SHORT TASK: Can you rewrite the entries from the line containing "of the bracelet" through the end of the entries, inclusive and with the requests kept, shifting every x and y coordinate in the answers up by 131?

Dataset entries on where objects appear
_ _ _ _

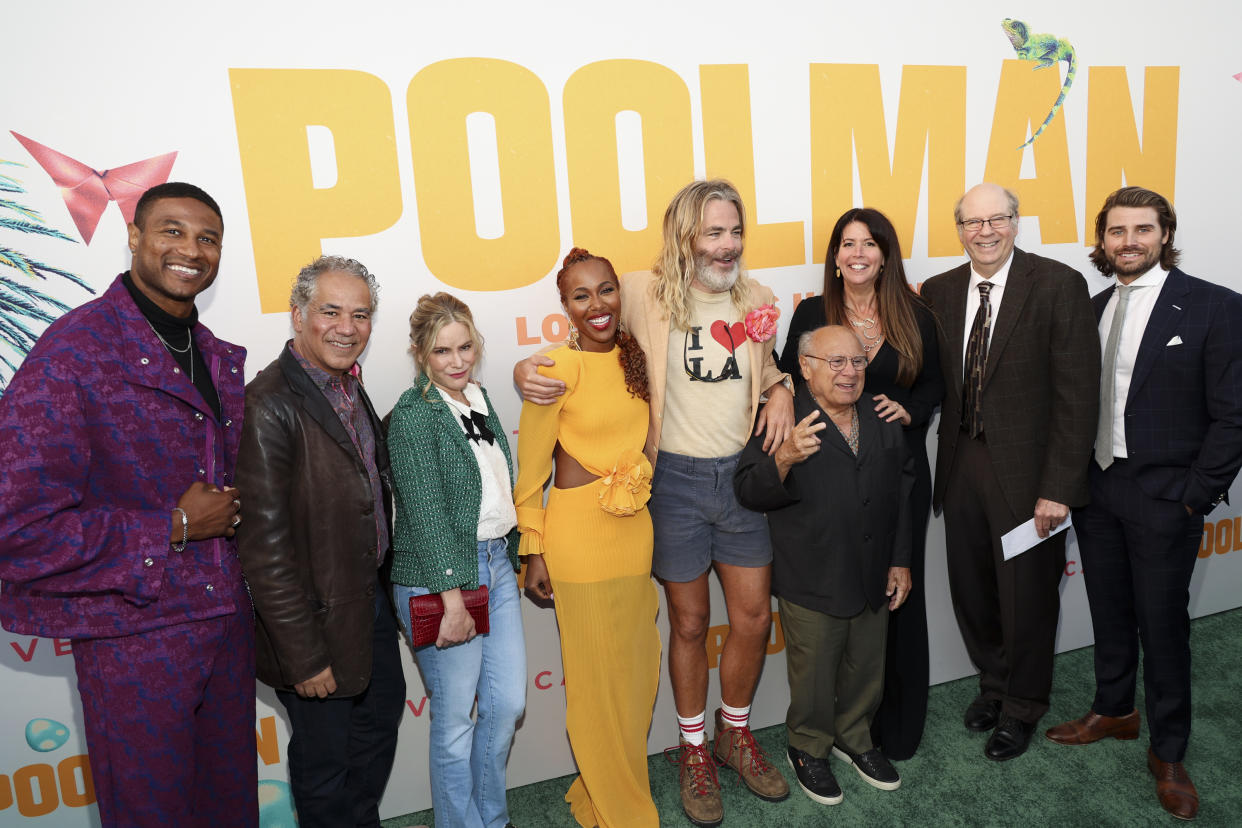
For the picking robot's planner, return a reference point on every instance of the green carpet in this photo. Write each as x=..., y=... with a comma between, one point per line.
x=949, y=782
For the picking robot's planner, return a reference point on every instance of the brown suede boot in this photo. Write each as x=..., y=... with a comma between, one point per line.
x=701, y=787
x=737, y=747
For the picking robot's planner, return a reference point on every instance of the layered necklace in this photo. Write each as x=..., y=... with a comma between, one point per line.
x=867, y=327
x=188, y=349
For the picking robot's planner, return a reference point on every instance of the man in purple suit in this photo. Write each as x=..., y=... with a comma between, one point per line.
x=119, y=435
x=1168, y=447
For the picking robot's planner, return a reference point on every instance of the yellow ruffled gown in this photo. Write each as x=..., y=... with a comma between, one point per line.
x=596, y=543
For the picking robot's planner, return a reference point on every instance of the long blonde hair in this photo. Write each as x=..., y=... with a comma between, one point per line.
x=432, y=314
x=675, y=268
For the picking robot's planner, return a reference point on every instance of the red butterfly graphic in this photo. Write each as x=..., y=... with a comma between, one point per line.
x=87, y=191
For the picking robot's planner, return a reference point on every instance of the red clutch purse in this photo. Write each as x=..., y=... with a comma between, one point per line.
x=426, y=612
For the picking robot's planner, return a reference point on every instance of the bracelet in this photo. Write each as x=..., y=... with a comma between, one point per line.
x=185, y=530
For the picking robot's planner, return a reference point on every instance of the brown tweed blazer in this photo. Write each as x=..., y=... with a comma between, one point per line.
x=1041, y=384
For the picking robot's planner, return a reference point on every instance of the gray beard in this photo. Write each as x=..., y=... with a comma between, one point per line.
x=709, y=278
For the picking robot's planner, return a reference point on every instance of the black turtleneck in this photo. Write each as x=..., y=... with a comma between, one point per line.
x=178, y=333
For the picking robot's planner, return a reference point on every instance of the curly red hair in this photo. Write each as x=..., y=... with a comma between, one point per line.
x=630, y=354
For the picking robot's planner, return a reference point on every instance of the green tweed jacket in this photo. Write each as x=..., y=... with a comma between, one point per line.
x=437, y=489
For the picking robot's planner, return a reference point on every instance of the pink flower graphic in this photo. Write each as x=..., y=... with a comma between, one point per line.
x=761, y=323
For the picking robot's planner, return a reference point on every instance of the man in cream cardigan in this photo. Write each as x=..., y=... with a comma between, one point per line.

_ _ _ _

RESULT OF THIS EXERCISE:
For the picking robot's planner, return a reference point on every instance of the bracelet in this photo. Write each as x=..., y=... with a comma between, one point per line.
x=316, y=661
For the picking robot's planner, return a reference point on every instance of the brown tweed blazer in this photo. Write each as x=..., y=... with a comma between, one point per line.
x=1172, y=515
For the picking robot's planner, return a reference point on every instance of the gray beard in this photo. Write each as x=..., y=... with a comma between, one point per line.
x=840, y=409
For the picking robot's planner, return a reference point on every instance of the black turtleneck in this photo. Write each as x=..., y=... with a comma between, one point per line.
x=309, y=464
For the picking robot's planner, return a reference point on every instance of the curly red hair in this photo. Write each as x=..., y=... with a comma between, one point per line.
x=761, y=485
For the picking robot's planner, return a reference point on every instance of the green tweed jacket in this photo. Write each as x=..., y=... with a comma between, one point per line.
x=568, y=620
For the picking robot's planner, return a reference point on every instance of the pink flower graphic in this photo. Write each as x=..., y=... with a comma between, one point per line.
x=892, y=454
For the picking robot's planner, return a reference point on every instance of the man in cream cardigan in this photo. Write each as x=..., y=... with a comma between, one point per line.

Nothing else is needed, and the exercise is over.